- EXCERPT TO READ -

Before reading any further, I kind of have to require that you read the article so I am not forced to repeat the words in the article too, too much.
I recall that in high school, a teacher discussed how Thomas Jefferson was a master of almost all the knowledge the world had to offer. Languages. Science. Poetry. History and Geography. What have you, if a book offered it up, Jefferson bought the book and was able to recall and process the information. "Of course," we were told, "there just wasn't that much to know back then." Which, of course, I now realize is sort of a tall tale to explain how well-read Jefferson was, and to understand how he embraced lifelong learning as a passion (or, perhaps, his passion for knowledge is itself what drove him).
I didn't believe then that Jefferson truly knew "everything", and I often think back to that story as a sort of fantasy for bookworms, museum dwellers, hobbyists, etc... (a) the mental capacity to absorb and comprehend whatever material is put in front of you and (b) such a limited amount of knowledge to even try to absorb that its possible to have learned all there is to learn in your culture, perhaps by the age of 50.
But that's a pretty damn high bar to qualify as "well read".
For the record, I don't consider myself well read. My patience is short with books written prior to 1900. Anything over 500 pages gives me a moment of pause. The manner in which books are dealt with in K-12 education always felt unnatural and suspect. It wasn't that I didn't or don't read. I just think my AP English teacher broke me and my interest in reading a pre-assigned list of books one is supposed to read, and built in a lifelong aversion to approved literature. This is not something I celebrate, by the way. I'm kind of sad at all the things I will likely never read, because, seriously... no. I'm not going to read Tolstoy or likely ever James Joyce or any of a couple hundred books that bring joy to very smart people I like and admire. I'm not in my 20's anymore, when I guess people read those books. I bypassed college literature classes after comping out, and it didn't fit very well in my schedule then either for coursework or during my off hours where I could be found sitting in a movie theater or walking the aisles at the video store.
The article discusses mechanisms for dealing, either culling or surrendering. And I think we all do a bit of both.
I recall being 18 and standing in Tower Records and having something akin to a panic attack as I realized "I will never hear 90% of the albums, and every time I buy one that's a thousand I didn't buy." This was back when you had to buy music to hear it. And so it goes.
I don't know very many people I would consider well read, even among people I know who read a lot of books. I wish the article did more to talk about what the idea of being well-read even means in the 21st Century. I don't know if I can buy the idea that Holmes states in her final sentences.
If "well-read" means "not missing anything," then nobody has a chance. If "well-read" means "making a genuine effort to explore thoughtfully," then yes, we can all be well-read.Who does this describe? I don't know this person. I've never seen him or her. Even the idea that a person cranks through 100 books in a year is almost laughable. You may read several, but in 2007, 1 in 4 said they hadn't read any books in the previous year. But I'm not sure that's something to get hung up on, exactly. Even if someone reads 50 books in a year, is that time better spent if the books are lousy than if that person were reading newspapers, journal articles, etc...? Does reading all of War and Peace carry the same weight as a David Sedaris airplane book? What constitutes thoughtful exploration? Where's the rubric for that?

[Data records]
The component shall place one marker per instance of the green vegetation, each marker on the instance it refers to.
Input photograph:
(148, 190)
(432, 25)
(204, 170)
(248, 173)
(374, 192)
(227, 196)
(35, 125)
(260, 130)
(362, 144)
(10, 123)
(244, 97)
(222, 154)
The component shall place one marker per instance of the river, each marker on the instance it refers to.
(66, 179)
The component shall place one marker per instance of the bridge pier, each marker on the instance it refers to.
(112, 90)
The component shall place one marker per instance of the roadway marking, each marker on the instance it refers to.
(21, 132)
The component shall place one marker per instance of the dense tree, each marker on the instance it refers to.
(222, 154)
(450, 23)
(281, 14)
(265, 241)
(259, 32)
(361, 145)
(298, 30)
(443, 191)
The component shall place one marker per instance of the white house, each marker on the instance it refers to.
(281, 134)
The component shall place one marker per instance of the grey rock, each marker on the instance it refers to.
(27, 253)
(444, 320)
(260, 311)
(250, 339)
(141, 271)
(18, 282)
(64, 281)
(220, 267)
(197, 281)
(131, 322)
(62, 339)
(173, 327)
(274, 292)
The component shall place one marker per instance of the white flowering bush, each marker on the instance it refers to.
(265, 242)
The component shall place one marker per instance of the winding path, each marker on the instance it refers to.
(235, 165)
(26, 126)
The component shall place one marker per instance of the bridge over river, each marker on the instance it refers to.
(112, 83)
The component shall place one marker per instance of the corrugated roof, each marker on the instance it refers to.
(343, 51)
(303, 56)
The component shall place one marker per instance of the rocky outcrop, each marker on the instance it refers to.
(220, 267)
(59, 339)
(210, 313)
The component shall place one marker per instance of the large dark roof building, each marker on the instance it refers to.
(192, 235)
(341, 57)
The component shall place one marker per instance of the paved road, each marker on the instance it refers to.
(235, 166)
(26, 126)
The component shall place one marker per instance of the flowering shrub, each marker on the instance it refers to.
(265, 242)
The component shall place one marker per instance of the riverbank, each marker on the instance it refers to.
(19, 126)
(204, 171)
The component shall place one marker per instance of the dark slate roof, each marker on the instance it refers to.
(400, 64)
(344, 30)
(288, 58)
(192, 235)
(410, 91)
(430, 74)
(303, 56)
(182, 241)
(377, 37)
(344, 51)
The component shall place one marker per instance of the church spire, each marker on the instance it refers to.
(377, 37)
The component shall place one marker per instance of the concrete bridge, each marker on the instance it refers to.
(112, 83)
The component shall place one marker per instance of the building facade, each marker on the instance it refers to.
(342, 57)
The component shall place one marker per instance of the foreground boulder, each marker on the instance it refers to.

- WHAT THIS TASK INVOLVES -
According to the essay on being well read, why does the writer expect never to read Tolstoy or James Joyce? Answer in one to three sentences. The data records above were drawn from a different source than the text.

- SOLUTION FOR THIS EXERCISE -
The writer says an AP English teacher destroyed their interest in reading pre-assigned lists of books and left them with a lifelong aversion to approved literature. The writer also says they are no longer in their 20s, the age when people seem to read such books.